Outsourcing et IA : quels emplois disparaîtront et quels nouveaux rôles émergeront ?

Le déploiement de l’intelligence artificielle (IA) dans les entreprises d’externalisation de services fera-t-il des chômeurs ? La dernière édition de «L’Info en Face», de «Groupe Le Matin» avait pour question centrale : IA –Offshoring : Plus de productivité et moins d’emplois ? Entre promesse d’une productivité décuplée et crainte d’une érosion des emplois, le débat s’impose avec acuité. Pour en discuter, Rachid Hallaouy a reçu Youssef Chraïbi, fondateur et PDG d’Outsourcia, également président de la Fédération marocaine de l’externalisation des services (FMES).

JEU DE DONNÉES:
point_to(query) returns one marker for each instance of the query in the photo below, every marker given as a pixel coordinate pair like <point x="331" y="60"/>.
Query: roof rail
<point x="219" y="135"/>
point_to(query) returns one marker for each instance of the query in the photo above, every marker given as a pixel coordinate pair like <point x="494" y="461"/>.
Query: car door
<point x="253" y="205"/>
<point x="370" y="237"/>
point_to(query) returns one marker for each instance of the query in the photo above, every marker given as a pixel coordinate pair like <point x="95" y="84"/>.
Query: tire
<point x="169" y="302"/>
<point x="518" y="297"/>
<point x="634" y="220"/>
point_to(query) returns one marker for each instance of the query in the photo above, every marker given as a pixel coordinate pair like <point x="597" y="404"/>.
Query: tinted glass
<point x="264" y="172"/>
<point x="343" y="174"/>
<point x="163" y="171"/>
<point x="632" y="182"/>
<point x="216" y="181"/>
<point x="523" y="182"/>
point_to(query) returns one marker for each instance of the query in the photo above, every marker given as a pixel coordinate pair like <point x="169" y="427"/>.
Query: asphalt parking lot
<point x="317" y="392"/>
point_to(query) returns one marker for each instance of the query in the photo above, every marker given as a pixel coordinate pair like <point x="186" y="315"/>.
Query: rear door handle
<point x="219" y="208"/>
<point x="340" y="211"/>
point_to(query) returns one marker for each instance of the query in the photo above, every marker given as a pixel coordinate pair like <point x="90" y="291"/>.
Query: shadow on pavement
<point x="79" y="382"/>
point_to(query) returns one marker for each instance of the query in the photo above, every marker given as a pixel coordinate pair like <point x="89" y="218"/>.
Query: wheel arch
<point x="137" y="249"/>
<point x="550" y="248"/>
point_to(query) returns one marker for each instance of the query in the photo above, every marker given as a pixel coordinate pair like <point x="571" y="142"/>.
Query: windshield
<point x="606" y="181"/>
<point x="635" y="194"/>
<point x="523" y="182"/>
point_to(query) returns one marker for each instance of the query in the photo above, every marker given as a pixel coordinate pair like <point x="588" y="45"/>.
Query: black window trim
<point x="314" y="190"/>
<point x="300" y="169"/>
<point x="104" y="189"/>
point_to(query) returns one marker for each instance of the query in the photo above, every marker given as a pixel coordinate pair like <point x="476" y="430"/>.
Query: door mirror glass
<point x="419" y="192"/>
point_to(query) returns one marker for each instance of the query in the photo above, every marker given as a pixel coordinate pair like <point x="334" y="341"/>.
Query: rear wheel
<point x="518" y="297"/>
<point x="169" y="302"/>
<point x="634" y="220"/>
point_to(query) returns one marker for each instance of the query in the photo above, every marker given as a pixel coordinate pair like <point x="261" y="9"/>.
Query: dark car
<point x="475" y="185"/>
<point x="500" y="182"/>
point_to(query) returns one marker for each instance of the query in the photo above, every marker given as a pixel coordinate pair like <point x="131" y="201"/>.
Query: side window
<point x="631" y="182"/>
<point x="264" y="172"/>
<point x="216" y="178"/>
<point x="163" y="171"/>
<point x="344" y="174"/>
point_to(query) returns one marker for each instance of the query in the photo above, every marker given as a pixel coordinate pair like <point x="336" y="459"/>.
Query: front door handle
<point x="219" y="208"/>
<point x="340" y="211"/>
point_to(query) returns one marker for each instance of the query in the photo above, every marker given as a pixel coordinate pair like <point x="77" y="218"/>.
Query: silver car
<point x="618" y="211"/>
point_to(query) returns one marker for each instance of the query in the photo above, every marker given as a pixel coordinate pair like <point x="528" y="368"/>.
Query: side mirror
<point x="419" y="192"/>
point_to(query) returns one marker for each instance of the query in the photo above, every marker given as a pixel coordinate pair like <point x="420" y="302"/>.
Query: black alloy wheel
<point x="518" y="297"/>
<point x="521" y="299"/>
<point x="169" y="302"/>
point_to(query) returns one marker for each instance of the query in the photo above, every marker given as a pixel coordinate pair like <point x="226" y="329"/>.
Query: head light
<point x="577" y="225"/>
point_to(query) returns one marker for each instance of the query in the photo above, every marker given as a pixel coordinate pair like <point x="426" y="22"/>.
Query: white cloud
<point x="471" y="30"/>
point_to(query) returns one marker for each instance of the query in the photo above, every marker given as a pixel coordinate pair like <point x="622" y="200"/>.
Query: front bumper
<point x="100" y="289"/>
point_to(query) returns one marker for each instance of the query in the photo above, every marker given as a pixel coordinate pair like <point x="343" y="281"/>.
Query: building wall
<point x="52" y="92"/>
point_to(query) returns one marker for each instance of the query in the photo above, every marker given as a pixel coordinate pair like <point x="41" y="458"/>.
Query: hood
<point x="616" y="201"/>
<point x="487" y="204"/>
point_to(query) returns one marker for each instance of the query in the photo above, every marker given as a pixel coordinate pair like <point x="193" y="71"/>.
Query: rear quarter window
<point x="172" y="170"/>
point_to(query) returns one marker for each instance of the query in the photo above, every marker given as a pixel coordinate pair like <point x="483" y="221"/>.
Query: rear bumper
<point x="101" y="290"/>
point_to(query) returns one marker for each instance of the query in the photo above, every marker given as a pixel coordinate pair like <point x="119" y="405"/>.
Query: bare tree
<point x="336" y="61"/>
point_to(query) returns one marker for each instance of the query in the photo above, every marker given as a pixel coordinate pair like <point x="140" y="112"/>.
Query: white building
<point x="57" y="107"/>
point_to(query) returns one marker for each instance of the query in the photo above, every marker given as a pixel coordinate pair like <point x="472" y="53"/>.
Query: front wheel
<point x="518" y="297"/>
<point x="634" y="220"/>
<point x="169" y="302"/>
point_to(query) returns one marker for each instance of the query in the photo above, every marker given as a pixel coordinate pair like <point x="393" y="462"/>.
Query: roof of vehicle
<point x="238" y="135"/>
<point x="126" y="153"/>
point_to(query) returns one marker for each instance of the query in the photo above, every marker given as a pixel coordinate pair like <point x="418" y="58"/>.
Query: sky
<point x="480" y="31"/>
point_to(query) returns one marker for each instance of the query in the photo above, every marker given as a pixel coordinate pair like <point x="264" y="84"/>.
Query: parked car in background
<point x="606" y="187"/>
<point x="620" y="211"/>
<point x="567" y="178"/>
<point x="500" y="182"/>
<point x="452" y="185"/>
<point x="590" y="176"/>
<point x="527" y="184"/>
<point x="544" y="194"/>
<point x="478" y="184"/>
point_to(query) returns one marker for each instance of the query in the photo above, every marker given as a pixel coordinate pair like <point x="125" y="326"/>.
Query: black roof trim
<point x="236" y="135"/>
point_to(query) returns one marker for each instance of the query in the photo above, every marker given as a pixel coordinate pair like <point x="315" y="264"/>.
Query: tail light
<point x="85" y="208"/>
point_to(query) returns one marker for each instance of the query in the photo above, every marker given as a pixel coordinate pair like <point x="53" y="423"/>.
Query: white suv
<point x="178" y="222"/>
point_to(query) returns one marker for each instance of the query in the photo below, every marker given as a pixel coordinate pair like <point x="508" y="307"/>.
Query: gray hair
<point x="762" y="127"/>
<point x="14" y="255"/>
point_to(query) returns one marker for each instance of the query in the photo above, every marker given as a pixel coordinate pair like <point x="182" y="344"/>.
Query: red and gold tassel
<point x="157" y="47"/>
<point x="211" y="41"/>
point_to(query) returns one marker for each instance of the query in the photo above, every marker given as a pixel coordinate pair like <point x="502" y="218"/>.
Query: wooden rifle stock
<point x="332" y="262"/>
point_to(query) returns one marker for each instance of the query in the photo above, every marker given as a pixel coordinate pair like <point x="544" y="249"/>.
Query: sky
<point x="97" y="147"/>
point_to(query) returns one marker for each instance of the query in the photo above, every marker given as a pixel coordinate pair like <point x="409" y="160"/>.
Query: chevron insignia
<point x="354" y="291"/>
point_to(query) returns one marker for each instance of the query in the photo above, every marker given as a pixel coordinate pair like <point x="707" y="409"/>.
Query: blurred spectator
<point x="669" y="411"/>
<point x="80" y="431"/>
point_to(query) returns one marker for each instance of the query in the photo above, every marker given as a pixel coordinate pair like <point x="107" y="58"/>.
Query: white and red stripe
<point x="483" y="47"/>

CONSIGNES:
• 1. Parmi les lignes du jeu de données, ne gardez que celles qui contiennent le mot « roof », et recopiez-les.
• 2. Rédigez la suite de l'extrait consacré à l'IA et à l'externalisation des services, en partant de sa dernière phrase.

RÉPONSES ATTENDUES:
• 1.
Query: roof rail
Query: roof of vehicle
Query: black roof trim

• 2.
D’abord, le PDG d’outsourcia explique que ceux qui perdront leur emploi ne seront pas remplacés par l’IA, mais évincés par d’autres salariés qui maîtrisent l’intelligence artificielle et qui l’utilisent pour améliorer leur productivité. Par conséquent, soutient-il, dans le secteur de l’externalisation de services, la question ne se pose même pas. Et pour cause, l’essor de l’intelligence artificielle redessine les contours de l’outsourcing. «Nous estimons que 20 à 30% des opérations peuvent être automatisées», souligne Chraïbi. Des pertes d’emploi en perspective ? Le lien direct entre automatisation et suppression d’emplois mérite nuance. «Nous sommes sur un marché en croissance de 8% à l’international et de 15% au Maroc, ce qui absorbe largement les mutations technologiques», tempère le dirigeant. Pour Chraïbi, loin d’être un substitut à l’humain, l’IA se positionne comme un accélérateur de performance, optimisant les flux et permettant une meilleure allocation des ressources humaines vers des tâches à plus forte valeur ajoutée.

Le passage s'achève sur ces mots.